=== ITEMS ===

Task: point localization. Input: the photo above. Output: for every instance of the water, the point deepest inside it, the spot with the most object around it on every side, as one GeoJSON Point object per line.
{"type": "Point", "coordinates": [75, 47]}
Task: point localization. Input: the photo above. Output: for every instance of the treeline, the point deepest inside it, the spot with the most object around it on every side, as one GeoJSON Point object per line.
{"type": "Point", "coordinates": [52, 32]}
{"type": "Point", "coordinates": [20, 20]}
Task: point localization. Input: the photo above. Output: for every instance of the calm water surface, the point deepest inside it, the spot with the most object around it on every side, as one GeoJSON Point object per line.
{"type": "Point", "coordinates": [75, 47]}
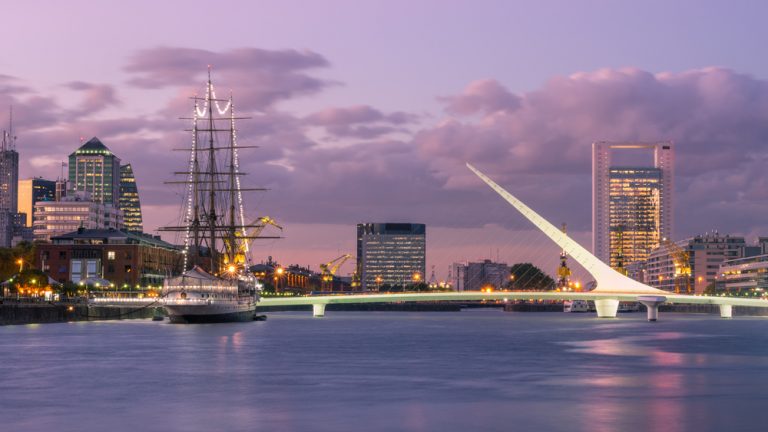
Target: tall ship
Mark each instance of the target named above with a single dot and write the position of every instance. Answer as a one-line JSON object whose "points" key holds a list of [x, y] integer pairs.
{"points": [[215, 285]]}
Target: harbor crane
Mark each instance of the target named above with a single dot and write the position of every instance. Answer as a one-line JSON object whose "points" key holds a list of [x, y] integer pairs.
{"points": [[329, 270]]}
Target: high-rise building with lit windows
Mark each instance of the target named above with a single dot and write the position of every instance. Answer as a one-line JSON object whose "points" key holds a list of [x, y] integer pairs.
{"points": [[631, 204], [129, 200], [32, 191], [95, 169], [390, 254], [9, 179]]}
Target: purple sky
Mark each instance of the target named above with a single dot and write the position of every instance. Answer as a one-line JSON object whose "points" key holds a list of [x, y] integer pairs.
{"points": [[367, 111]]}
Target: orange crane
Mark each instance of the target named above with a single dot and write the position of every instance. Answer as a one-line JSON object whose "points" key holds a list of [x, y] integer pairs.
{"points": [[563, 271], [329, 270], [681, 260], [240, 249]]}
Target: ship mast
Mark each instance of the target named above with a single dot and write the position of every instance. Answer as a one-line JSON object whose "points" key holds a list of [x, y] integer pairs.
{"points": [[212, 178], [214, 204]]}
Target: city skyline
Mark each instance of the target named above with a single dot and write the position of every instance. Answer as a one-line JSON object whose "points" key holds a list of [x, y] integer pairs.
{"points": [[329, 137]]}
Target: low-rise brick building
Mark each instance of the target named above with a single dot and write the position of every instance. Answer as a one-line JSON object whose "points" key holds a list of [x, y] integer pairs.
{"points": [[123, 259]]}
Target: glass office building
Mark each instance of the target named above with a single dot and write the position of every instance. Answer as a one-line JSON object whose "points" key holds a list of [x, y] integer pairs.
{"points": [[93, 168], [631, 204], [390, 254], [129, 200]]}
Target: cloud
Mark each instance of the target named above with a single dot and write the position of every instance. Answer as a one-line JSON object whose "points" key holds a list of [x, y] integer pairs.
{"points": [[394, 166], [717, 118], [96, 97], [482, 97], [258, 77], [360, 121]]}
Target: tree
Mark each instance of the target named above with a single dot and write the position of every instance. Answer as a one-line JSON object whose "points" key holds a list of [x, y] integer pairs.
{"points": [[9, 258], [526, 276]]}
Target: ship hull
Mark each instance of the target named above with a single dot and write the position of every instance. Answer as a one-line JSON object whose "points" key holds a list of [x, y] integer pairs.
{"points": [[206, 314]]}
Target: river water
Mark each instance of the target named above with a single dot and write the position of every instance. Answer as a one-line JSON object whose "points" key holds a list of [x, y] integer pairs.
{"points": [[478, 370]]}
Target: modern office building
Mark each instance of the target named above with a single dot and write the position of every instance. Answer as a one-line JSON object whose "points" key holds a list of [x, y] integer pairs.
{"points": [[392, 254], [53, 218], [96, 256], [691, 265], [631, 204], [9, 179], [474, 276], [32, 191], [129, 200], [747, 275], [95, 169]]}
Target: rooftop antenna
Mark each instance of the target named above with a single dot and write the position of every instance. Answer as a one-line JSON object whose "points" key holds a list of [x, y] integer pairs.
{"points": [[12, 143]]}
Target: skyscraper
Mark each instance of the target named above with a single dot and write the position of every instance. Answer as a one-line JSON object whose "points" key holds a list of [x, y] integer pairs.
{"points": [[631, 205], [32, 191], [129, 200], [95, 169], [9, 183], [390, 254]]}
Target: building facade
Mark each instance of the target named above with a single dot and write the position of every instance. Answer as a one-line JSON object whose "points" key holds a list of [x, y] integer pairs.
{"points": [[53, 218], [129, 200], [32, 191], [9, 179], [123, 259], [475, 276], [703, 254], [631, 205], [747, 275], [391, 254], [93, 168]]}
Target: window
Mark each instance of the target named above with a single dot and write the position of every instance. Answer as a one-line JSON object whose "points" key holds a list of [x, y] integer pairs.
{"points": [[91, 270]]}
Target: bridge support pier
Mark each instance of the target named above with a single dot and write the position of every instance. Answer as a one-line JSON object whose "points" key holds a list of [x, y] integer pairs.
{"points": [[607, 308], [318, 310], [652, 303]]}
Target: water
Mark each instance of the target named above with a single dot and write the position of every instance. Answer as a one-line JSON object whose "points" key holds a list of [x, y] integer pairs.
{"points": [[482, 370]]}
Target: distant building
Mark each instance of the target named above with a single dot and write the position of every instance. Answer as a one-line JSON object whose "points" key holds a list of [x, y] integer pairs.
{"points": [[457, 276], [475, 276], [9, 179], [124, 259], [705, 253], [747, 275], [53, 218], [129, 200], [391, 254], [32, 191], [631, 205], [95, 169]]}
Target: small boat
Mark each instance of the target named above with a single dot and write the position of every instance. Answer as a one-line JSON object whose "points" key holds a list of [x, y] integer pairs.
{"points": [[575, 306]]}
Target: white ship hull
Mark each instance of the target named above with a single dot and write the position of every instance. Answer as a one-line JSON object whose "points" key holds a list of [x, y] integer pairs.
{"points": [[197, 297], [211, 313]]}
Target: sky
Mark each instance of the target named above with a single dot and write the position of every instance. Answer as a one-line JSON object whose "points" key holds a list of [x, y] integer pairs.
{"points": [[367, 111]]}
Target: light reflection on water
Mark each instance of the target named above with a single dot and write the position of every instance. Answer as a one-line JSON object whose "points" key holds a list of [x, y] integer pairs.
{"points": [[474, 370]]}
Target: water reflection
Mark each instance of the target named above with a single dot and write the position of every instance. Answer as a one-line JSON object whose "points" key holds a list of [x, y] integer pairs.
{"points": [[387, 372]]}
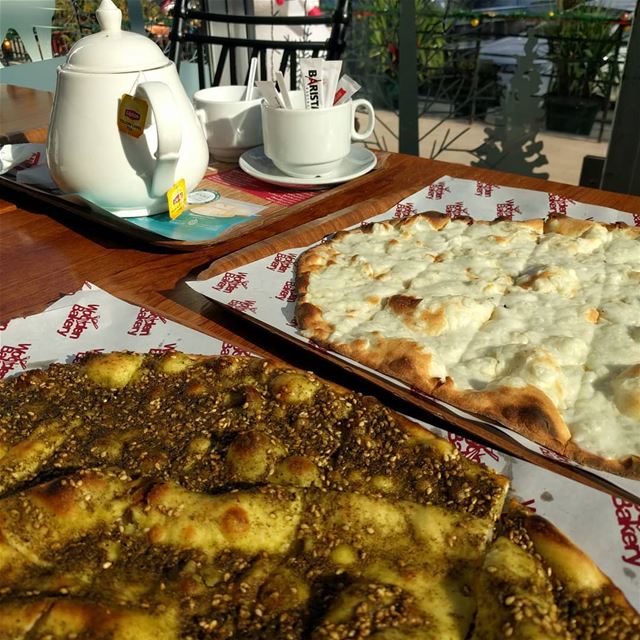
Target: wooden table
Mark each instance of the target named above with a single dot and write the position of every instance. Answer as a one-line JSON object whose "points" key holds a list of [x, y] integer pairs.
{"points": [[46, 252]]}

===
=== ITEMS ===

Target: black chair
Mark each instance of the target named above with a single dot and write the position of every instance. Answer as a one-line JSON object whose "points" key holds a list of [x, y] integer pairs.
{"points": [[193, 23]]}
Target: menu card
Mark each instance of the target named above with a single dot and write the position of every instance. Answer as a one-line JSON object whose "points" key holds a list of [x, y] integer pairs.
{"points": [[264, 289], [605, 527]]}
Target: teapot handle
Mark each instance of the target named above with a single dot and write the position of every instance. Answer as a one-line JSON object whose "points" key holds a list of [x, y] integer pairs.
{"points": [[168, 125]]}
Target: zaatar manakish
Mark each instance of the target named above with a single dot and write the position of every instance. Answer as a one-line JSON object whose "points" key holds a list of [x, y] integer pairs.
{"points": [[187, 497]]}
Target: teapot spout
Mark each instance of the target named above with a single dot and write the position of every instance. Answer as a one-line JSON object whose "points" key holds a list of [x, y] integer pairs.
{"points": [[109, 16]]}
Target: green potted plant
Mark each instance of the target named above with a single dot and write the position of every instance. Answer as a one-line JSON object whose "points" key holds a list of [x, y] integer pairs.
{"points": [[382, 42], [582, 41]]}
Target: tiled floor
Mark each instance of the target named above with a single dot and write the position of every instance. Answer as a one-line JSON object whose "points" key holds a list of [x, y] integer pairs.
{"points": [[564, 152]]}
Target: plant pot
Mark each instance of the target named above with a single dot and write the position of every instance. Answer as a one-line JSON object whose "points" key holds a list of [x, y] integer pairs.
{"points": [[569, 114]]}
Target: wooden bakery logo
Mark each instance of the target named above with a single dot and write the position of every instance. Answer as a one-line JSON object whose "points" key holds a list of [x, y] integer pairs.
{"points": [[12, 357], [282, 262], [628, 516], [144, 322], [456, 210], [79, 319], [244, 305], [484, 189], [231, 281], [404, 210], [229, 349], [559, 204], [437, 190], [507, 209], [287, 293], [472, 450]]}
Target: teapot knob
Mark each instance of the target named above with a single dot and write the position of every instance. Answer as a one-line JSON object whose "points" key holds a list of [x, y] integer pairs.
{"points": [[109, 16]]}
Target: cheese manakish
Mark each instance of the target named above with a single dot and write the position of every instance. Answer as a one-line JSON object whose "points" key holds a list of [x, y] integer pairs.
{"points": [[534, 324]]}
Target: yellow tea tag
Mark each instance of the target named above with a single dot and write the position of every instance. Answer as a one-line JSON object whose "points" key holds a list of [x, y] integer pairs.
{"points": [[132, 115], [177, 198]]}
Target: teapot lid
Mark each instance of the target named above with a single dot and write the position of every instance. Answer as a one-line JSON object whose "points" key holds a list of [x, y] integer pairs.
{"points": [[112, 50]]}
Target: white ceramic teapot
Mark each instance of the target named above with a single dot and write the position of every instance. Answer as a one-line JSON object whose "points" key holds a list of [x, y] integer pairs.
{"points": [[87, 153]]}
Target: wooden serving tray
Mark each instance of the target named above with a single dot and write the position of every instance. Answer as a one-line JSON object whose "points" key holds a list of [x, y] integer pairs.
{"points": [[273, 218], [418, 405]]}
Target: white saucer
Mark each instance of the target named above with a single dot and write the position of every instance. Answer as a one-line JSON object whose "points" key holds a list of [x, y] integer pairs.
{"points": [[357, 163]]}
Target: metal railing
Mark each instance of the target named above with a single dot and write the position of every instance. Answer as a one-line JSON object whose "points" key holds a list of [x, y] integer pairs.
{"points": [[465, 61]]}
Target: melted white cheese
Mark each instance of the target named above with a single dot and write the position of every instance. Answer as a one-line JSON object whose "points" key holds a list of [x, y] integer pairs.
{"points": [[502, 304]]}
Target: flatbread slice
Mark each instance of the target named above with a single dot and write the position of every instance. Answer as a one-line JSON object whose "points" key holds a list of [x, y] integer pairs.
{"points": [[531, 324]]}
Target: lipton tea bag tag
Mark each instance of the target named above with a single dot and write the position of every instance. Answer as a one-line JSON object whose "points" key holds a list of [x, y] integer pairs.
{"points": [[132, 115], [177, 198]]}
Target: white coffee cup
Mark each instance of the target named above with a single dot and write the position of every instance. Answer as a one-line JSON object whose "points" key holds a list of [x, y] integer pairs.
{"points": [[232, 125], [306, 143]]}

===

— YOUR OBJECTIVE —
Count the lines of the material above that contain the string "cheese", and give only the number.

— SOLUTION TO THIS PROBLEM —
2